EXERCISE TEXT:
Skip to content
Analysis

Lewis Hamilton equals Michael Schumacher: How their F1 win records compare

Welcome to the 91 club: How the two greats tied at the top of F1's all-time victories table compare in style and statistics

It was on October 1, 2006 at the Shanghai International Circuit in China that Michael Schumacher won what would prove to be the 91st and final Grand Prix of a Formula 1 career that was as spectacular as it was unprecedented in terms of achievement.

A relentless winning machine, Schumacher had surpassed Alain Prost's previous high-water mark of 51 some five years beforehand and, by ultimately declaring at 91, he finished with just one fewer win than Prost and Ayrton Senna (41) combined, the similarly legendary two drivers directly behind him on the all-time winners' list.

Fernando Alonso, who would win that 2006 title from Schumacher for his second success in a row, was the sport's new emerging star but he was only on 14 wins at the time Schumacher reached 91.

Please use Chrome browser for a more accessible video player

A very special moment as Mick Schumacher presents Lewis Hamilton with one of his father's crash helmets after the Briton equalled the F1 wins record.

CHECK YOUR UNDERSTANDING:
a) According to the F1 win records article, how many wins did Fernando Alonso have when Schumacher reached 91?
b) Please write a continuation of the F1 win records article, picking up after its final sentence.
The material comes from a separate source and is unrelated to the F1 win records article.

DATA SHOWN:

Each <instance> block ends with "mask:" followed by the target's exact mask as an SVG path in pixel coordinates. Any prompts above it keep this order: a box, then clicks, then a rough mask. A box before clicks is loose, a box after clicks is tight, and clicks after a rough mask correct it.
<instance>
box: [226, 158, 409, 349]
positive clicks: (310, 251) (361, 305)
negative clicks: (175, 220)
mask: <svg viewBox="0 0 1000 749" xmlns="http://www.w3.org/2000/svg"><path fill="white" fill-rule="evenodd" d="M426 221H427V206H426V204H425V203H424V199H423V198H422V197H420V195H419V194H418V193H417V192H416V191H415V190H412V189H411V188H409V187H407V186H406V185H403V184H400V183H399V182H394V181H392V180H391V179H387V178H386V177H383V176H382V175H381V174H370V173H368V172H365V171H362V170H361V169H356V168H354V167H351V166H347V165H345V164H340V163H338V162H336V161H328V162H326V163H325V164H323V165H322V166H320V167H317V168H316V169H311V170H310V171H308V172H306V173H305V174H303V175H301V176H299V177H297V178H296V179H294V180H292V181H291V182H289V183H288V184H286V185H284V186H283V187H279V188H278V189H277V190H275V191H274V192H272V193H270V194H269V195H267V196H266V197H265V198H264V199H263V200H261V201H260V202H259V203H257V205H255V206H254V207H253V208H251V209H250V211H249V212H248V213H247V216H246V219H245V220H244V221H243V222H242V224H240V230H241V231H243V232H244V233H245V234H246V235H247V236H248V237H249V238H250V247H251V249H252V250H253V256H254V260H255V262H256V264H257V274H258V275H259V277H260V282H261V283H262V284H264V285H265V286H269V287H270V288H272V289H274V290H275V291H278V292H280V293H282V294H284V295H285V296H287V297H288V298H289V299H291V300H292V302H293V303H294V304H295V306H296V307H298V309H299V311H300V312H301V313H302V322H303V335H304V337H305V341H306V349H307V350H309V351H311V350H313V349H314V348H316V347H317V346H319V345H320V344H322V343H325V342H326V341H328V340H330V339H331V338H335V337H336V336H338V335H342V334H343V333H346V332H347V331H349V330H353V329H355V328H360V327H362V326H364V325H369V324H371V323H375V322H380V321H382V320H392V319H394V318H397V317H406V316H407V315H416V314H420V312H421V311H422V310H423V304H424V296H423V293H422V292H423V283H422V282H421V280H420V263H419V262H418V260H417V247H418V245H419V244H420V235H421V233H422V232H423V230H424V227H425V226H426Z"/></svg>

RESULTS FOR EACH TASK:
a) Alonso had 14 wins.

b)
Lewis Hamilton?

A 21-year-old McLaren protege making a big name for himself by winning the GP2 championship, the forerunner to what is now F2, but he was fresh from his maiden F1 test at Silverstone the previous month and not yet confirmed in a seat at the top table for 2007.

News of that McLaren drive would soon be made public, and it took the new British star all of seven races to start winning at the top level, but chasing down Schumacher's 91?

"He would have never dreamt of achieving 91 wins, he would have never dreamt of having a similar career like Michael," said Toto Wolff, Hamilton's Mercedes boss, in a recent Sky Sports F1 interview.

Also See:

"Certainly for a driver it must be very emotional if you achieve that."

But, 14 years on from that final Schumacher success, and Hamilton has done just that by equalling a record that most had considered untouchable...

Schumacher and Hamilton compared

Different characters, different types of drivers, but the similarities between Schumacher and now Hamilton's eras of dominance go beyond just their staggering winning numbers.

"The similarity is the fact that they both started their careers with one team, winning their first world championship, or championships in Michael's case, and then took a risk," explains Sky F1's Karun Chandhok.

"Michael left Benetton, a team that was built around him, and went to Ferrari - took a year to say 'hang on a minute this isn't working for me', then dragged people across like Ross Brawn.

"Lewis did a similar thing. He didn't take the people with him from McLaren, but he took a risk - leaving McLaren to go to Mercedes at the time was a perceived risk. But wow, it's worked out for him!"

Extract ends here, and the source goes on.